* [DATA LISTING]
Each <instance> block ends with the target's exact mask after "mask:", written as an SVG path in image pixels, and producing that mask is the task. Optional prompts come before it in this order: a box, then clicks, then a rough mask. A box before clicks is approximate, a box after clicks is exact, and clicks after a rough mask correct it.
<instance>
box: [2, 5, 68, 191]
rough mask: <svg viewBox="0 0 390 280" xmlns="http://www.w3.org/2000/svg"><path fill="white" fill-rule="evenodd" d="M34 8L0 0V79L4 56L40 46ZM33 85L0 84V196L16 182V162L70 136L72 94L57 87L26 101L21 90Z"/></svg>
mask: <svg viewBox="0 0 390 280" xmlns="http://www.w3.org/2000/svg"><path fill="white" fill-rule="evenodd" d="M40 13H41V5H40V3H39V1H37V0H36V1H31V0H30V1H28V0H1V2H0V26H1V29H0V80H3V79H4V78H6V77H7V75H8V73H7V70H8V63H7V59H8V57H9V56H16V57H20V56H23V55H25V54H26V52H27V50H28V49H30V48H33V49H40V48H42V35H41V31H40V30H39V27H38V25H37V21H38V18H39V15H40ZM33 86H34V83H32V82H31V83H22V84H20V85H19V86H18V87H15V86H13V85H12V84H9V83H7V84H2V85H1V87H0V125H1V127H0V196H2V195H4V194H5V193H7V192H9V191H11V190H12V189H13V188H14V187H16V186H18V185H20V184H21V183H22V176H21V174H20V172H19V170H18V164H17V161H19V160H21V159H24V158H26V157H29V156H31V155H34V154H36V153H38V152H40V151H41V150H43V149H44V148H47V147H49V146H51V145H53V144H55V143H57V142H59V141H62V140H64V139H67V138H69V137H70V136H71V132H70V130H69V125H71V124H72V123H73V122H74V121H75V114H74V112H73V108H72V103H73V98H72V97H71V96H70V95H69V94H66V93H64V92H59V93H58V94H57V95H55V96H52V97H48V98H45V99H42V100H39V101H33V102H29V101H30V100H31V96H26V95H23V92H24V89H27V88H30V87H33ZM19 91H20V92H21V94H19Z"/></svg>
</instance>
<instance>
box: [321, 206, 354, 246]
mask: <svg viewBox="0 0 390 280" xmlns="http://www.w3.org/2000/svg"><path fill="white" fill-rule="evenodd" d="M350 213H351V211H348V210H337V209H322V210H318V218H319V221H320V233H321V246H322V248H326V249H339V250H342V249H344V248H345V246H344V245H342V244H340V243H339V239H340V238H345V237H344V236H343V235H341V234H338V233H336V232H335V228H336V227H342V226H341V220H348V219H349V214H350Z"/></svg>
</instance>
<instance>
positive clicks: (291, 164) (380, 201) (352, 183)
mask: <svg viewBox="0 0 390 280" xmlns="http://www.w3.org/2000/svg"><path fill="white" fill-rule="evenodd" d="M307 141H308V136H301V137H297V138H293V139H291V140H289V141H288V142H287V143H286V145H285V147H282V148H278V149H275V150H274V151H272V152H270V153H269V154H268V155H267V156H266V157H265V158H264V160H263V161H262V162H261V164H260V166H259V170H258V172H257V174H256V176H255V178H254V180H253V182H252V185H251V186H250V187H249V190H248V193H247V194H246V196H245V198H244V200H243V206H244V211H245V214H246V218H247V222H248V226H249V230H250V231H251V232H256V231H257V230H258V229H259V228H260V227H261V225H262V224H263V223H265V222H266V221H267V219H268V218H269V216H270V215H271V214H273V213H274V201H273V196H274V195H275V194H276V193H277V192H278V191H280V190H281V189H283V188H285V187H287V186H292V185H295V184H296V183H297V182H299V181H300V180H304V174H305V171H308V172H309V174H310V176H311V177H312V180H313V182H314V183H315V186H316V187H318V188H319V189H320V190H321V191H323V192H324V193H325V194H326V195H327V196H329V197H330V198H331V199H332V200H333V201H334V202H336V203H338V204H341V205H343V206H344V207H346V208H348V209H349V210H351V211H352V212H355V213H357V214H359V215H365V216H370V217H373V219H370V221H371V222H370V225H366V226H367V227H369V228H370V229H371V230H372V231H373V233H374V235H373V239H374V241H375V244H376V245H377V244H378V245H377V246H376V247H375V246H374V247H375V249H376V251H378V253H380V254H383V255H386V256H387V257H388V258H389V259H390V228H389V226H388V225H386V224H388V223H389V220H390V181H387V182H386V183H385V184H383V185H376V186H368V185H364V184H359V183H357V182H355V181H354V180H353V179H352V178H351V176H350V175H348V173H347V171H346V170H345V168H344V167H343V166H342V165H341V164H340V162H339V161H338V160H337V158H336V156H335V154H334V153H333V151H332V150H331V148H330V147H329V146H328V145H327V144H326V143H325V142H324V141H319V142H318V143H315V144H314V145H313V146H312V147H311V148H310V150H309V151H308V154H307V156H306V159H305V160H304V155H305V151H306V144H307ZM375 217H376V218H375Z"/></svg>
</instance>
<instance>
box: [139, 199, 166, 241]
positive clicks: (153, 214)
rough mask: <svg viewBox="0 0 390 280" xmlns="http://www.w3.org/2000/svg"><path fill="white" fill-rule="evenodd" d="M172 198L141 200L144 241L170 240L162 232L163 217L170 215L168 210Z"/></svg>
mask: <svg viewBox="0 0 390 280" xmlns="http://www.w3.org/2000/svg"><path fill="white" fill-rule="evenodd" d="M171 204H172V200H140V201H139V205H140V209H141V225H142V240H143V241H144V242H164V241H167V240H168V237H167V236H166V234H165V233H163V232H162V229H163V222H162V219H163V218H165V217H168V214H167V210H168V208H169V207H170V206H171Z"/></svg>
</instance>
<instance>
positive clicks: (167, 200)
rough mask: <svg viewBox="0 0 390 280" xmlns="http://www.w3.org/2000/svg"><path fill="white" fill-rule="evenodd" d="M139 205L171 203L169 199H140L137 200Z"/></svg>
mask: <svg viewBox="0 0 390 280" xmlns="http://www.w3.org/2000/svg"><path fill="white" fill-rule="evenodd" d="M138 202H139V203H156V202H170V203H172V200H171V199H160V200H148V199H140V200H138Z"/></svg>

---

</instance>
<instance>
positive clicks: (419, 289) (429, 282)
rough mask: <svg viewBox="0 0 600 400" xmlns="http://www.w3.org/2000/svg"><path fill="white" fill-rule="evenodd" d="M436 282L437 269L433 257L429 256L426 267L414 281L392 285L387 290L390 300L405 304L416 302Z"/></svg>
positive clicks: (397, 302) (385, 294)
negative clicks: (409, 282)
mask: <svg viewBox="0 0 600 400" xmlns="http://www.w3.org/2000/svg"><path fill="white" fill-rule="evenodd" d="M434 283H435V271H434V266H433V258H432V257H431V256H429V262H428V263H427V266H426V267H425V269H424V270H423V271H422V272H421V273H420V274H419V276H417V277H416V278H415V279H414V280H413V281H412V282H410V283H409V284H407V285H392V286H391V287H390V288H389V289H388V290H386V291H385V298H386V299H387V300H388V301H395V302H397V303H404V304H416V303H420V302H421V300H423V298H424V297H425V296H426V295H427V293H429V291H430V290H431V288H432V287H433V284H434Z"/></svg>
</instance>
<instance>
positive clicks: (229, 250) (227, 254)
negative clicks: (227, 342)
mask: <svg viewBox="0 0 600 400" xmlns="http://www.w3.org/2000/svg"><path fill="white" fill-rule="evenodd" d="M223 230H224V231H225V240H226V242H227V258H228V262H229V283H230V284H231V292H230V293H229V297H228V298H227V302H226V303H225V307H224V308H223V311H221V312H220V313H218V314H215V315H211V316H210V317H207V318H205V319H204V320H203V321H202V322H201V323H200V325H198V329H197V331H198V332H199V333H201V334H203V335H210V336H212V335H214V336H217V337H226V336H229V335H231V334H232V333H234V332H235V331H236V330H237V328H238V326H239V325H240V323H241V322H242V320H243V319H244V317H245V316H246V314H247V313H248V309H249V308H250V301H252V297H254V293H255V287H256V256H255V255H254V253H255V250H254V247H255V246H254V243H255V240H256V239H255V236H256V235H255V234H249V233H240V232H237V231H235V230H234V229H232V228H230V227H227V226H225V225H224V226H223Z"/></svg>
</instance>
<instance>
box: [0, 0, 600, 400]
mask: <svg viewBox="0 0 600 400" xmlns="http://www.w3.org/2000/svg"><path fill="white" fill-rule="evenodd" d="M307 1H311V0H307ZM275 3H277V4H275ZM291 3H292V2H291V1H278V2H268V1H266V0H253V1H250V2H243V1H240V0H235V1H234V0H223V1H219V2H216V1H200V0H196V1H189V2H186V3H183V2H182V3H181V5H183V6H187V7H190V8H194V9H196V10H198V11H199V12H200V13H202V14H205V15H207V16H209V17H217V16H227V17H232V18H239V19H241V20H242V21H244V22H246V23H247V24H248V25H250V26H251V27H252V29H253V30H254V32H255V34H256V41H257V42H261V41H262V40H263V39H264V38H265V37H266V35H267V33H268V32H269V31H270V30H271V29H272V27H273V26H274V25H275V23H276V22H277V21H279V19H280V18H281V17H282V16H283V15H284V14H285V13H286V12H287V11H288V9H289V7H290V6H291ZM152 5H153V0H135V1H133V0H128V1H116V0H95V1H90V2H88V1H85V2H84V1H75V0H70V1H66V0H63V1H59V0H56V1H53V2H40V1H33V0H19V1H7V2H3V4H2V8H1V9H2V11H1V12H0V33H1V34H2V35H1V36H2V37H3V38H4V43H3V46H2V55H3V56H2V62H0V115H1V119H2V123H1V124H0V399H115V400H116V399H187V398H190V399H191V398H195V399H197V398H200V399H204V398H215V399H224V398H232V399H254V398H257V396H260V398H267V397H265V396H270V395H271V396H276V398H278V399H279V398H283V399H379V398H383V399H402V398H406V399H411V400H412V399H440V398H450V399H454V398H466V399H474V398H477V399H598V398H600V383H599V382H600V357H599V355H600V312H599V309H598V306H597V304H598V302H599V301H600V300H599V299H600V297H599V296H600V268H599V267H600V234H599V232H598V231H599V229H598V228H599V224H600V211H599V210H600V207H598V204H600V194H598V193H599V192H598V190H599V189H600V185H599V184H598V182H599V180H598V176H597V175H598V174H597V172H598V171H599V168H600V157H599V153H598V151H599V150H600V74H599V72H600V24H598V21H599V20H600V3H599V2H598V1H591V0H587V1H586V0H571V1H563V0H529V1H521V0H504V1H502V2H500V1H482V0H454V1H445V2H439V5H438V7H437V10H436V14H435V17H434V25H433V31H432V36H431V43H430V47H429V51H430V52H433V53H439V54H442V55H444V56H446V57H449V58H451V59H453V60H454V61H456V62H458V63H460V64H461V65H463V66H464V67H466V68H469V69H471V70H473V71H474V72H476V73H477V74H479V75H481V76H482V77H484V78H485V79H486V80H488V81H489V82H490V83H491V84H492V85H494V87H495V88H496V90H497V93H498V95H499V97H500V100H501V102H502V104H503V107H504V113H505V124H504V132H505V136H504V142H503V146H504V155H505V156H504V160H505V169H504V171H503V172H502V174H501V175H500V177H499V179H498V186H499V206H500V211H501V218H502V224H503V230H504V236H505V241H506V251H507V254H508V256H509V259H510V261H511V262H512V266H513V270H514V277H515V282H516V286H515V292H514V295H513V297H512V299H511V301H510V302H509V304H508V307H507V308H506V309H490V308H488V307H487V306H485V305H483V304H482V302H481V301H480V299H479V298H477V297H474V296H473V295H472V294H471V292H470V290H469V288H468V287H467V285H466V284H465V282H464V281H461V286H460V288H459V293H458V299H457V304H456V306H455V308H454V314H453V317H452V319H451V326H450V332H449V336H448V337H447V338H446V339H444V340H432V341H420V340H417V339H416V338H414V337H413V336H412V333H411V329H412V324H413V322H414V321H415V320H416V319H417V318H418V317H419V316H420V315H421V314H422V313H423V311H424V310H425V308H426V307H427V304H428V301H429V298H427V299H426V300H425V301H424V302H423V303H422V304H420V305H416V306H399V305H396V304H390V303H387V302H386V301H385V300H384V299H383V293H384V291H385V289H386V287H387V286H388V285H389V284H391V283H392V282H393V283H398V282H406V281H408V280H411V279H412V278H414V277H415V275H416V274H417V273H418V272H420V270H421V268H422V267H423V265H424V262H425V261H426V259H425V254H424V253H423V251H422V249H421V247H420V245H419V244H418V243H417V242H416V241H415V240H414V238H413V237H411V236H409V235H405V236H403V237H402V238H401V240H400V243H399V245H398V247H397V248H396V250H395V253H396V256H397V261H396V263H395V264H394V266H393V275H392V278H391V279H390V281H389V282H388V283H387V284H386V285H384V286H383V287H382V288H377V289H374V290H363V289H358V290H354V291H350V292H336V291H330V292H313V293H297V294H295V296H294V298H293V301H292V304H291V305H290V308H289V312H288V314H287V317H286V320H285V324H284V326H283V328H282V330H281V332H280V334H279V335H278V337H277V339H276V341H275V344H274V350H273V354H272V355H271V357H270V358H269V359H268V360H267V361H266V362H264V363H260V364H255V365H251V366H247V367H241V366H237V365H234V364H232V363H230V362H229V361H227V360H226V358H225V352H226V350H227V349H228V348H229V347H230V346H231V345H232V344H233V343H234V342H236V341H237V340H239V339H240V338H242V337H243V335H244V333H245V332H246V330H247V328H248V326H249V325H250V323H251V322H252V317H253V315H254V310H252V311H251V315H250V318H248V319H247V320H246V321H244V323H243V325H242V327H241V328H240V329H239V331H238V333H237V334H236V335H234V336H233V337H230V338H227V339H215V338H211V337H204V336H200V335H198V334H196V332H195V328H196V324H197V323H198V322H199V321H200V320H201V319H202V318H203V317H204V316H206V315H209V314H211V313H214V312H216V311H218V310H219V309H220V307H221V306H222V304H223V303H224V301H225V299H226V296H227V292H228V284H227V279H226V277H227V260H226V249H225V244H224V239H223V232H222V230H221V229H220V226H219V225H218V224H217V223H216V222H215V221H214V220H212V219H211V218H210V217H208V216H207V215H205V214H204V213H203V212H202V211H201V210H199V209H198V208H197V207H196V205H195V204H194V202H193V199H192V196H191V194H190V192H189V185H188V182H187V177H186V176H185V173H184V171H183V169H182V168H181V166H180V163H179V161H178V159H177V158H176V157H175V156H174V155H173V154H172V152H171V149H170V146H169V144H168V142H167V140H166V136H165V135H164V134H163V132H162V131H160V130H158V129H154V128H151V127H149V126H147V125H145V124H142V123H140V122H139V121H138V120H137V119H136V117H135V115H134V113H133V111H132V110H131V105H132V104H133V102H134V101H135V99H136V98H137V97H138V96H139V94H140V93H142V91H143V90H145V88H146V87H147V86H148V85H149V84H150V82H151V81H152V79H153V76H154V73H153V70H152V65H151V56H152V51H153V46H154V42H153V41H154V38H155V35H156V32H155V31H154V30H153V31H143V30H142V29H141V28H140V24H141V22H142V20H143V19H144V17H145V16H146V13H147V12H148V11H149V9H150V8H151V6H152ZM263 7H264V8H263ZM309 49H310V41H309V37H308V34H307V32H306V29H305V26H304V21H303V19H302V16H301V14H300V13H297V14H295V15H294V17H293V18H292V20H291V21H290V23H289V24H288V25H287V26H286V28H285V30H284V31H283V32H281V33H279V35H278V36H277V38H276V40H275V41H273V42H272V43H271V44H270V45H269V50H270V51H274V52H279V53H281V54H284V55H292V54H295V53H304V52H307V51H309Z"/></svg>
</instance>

==

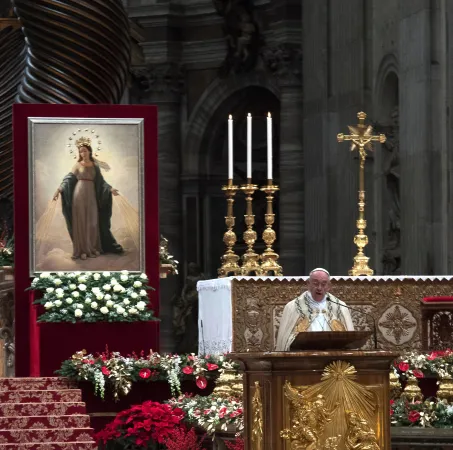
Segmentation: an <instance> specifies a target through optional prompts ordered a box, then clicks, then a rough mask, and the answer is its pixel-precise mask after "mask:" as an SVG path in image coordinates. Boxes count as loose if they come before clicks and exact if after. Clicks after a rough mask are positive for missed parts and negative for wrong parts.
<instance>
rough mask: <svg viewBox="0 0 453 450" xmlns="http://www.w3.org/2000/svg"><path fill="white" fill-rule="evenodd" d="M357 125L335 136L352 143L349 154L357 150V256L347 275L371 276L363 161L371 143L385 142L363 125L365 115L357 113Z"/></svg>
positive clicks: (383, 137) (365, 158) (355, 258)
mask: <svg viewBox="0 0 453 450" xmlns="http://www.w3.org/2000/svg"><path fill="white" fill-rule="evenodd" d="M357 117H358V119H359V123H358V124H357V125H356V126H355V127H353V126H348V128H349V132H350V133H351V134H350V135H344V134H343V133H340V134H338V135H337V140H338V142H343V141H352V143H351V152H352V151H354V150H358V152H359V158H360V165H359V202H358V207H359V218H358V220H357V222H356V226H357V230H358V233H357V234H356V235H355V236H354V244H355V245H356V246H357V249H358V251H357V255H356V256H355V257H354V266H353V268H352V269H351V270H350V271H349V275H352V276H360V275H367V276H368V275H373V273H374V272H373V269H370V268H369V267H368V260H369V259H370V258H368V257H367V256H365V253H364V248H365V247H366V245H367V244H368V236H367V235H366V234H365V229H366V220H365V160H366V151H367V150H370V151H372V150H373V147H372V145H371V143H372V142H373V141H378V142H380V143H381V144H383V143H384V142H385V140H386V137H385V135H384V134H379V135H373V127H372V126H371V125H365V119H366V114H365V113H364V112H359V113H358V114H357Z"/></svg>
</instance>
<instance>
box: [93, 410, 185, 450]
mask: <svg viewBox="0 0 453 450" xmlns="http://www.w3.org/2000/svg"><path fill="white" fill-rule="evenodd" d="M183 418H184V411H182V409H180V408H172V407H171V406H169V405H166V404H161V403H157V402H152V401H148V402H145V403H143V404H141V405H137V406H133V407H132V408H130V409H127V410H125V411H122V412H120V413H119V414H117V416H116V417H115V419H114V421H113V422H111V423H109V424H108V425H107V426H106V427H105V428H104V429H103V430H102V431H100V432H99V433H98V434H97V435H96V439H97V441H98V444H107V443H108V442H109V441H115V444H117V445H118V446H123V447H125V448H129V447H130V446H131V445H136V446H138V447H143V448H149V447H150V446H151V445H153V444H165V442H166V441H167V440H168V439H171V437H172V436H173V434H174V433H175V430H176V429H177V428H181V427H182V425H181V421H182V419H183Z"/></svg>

* [WHAT TO PRODUCE] Out of the data above, transcribe exactly and only the lines starting with the line that has "Each <instance> block" and going on through the line that has "box: [2, 5, 68, 191]", both included.

* [THE ANSWER]
Each <instance> block ends with the target's exact mask after "mask:", written as an SVG path in image pixels, and producing that mask is the task. Optional prompts come before it in this order: a box, then clicks, then a rough mask. A box before clicks is approximate, a box after clicks is exact, and clicks after a rough mask correct it.
<instance>
box: [2, 5, 68, 191]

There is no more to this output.